QUOTED PASSAGE:
Across-the-board spending cuts up in air

Across-the-board spending cuts up in air

House Majority Leader Dick Armey, R-Texas, Tuesday cautioned that Republican leaders have made no final decisions about how to pay for fiscal 2000 appropriations bills, despite GOP members' newfound support for cutting total spending across-the-board rather than tap the Social Security surplus.

The across-the-board reduction plan, championed by House Budget Chairman John Kasich, R-Ohio, Senate Majority Leader Trent Lott, R-Miss., and Majority Whip Don Nickles, R-Okla., gained currency among GOP rank-and-file members at Monday night's GOP Conference meeting as a preferable alternative to delaying Earned Income Tax Credit payments.

The EITC payment change, which would save $8.7 billion in fiscal 2000, is being used to help pay for the fiscal 2000 Labor-HHS spending bill marked up by the House Appropriations Committee last week. But while that approach has been repudiated by Texas Gov. George W. Bush, the frontrunner for the GOP's presidential nomination, the leadership can only drop the controversial provision if they provide alternative offsets.

Armey, who said he supports an across-the-board cut, said the approach "is easier in the abstract than in the concrete," once members realize how their favorite programs would be affected. Because Senate GOP leaders favor the idea, Armey said House leaders will continue exploring its viability with their Senate counterparts, noting, "We need to work out these trade-off decisions with the Senate before [members] have to vote" on them. Key senators such as Appropriations Chairman Ted Stevens, R-Alaska, and Budget Chairman Pete Domenici, R-N.M., have publicly opposed getting fiscal 2000 budget savings through the EITC change, making it more difficult for House leaders to convince members to back the proposal without Senate cover.

Meanwhile, White House Press Secretary Joe Lockhart Tuesday said it would be a "terrible idea" to address the budget shortfall with across-the-board spending cuts.

But he declined to issue a threat to veto the idea. "There's a lot of things in here we can find reason to oppose," he said, noting in particular President Clinton's concern that education not be "underfunded" and indicating opposition to "drastic cuts" in spending on law enforcement, medical research and the environment.

And, he added, the GOP may have to slice out more than it thinks. "If they are honestly committed to not spending the Social Security surplus, with the appropriations bills they've passed now and the proposals on the table, there will not be a 3 percent, across- the-board cut. It's going to be twice as much or three times as much," Lockhart said.

[Referring expression data]
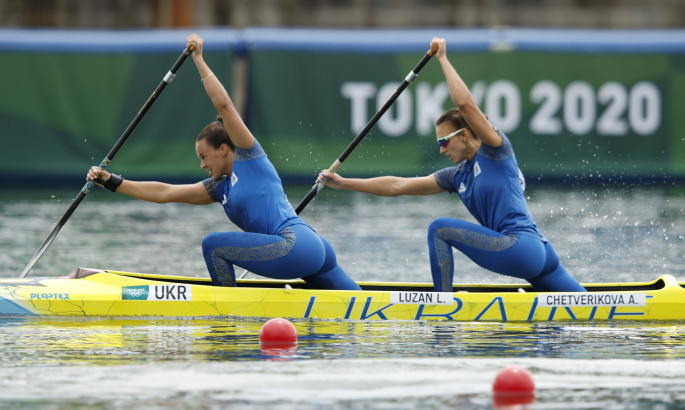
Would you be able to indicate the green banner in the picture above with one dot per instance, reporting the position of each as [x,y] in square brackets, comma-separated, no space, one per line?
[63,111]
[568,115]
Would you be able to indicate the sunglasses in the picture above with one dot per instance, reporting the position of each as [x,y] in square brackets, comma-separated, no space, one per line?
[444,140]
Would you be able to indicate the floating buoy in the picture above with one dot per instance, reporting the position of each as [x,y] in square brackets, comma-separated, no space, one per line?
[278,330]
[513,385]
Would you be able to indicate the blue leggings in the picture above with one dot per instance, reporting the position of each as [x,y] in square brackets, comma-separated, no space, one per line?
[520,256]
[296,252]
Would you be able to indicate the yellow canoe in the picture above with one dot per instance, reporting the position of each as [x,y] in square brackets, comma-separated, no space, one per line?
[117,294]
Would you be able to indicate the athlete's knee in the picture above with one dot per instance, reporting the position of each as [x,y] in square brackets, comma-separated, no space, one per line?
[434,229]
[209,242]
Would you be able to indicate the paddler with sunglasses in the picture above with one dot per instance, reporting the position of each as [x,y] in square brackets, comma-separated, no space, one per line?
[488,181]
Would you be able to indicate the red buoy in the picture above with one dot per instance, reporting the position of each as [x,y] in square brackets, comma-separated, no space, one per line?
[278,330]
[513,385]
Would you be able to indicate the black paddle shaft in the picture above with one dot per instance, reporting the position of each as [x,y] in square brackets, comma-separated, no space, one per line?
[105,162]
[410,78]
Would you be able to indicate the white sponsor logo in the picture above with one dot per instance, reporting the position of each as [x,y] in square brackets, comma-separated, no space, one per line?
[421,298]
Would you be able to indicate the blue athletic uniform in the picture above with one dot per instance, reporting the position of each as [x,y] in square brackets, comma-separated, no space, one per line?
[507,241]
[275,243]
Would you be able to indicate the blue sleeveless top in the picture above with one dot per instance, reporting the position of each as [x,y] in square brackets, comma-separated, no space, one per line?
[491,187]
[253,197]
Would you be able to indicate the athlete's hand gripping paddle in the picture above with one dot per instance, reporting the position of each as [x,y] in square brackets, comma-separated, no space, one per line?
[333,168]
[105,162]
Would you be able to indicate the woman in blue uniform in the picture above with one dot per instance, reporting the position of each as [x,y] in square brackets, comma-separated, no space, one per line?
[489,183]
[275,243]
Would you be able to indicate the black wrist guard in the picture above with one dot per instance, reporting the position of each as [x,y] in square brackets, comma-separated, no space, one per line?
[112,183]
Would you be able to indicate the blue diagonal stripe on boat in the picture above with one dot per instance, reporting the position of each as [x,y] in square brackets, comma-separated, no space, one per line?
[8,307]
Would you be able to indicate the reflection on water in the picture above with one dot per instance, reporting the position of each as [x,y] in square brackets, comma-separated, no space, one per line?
---
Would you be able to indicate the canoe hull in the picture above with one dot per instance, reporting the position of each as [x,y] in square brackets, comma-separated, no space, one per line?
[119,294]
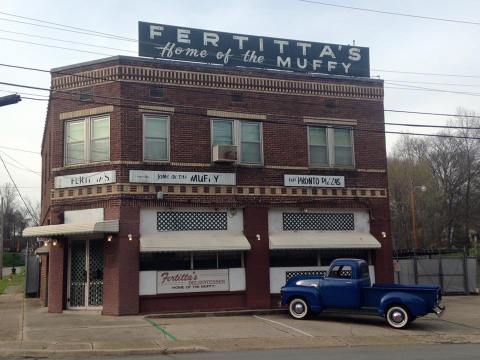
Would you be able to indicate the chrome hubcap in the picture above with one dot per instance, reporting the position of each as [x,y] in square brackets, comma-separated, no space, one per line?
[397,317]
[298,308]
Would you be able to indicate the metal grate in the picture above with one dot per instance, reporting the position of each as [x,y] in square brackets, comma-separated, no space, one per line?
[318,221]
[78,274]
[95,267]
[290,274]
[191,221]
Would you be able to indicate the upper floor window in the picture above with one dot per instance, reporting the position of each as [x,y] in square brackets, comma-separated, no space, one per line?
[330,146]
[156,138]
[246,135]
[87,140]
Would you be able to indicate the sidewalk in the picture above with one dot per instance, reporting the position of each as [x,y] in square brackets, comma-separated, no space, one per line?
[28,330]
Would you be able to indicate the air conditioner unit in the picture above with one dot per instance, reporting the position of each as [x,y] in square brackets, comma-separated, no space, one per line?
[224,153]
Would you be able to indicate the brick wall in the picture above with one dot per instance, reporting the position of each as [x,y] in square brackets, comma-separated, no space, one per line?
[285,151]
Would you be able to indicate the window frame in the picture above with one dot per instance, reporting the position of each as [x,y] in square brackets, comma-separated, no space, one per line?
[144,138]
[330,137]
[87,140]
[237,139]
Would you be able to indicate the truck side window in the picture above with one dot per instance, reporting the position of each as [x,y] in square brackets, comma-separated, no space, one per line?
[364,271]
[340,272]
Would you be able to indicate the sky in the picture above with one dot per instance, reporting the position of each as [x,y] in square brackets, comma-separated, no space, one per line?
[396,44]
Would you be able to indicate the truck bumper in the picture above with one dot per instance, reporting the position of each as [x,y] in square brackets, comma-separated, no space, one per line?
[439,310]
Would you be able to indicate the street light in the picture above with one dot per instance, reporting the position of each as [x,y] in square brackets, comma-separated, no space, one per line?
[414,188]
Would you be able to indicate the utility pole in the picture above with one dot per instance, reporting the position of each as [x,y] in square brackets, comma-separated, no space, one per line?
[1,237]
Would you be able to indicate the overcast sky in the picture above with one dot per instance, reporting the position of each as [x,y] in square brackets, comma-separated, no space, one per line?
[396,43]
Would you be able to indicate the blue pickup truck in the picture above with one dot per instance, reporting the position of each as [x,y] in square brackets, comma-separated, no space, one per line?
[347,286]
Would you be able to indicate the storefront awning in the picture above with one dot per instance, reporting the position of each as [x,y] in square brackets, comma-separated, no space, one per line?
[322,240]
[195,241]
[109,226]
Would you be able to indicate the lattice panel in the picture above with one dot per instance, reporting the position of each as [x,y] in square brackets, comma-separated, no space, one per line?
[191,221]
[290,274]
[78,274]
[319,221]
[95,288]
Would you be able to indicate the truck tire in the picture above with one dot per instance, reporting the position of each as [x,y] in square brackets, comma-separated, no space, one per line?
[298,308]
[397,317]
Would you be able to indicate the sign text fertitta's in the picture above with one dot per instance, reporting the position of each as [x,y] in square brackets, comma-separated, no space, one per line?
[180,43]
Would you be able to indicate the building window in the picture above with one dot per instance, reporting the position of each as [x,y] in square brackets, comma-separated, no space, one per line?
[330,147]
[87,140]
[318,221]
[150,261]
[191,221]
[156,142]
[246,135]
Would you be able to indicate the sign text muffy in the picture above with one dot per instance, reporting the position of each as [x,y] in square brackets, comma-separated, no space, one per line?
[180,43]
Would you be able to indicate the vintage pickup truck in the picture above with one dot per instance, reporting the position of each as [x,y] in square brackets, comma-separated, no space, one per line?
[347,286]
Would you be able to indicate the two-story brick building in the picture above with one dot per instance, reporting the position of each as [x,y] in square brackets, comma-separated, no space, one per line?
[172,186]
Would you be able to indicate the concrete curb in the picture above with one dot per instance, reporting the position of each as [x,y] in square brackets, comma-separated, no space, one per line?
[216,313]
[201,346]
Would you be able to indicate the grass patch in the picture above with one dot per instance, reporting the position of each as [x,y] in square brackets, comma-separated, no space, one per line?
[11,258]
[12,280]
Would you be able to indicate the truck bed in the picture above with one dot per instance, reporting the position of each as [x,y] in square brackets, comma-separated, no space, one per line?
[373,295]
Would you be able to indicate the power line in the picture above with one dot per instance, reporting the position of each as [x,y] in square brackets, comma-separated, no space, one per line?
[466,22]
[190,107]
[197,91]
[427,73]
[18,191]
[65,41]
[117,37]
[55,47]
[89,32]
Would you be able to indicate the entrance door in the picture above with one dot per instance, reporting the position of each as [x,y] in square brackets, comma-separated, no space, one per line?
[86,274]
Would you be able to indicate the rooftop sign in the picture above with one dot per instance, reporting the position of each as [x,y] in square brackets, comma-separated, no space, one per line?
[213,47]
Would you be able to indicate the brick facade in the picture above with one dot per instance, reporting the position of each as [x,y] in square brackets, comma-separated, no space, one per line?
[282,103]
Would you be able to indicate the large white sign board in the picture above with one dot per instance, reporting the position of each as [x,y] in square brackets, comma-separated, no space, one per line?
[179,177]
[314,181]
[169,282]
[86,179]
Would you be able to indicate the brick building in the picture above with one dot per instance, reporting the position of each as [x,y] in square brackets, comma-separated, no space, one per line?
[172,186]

EXERCISE OBJECTIVE: In the article on across-the-board spending cuts, how much would the EITC payment change save in fiscal 2000?

TASK RESPONSE: $8.7 billion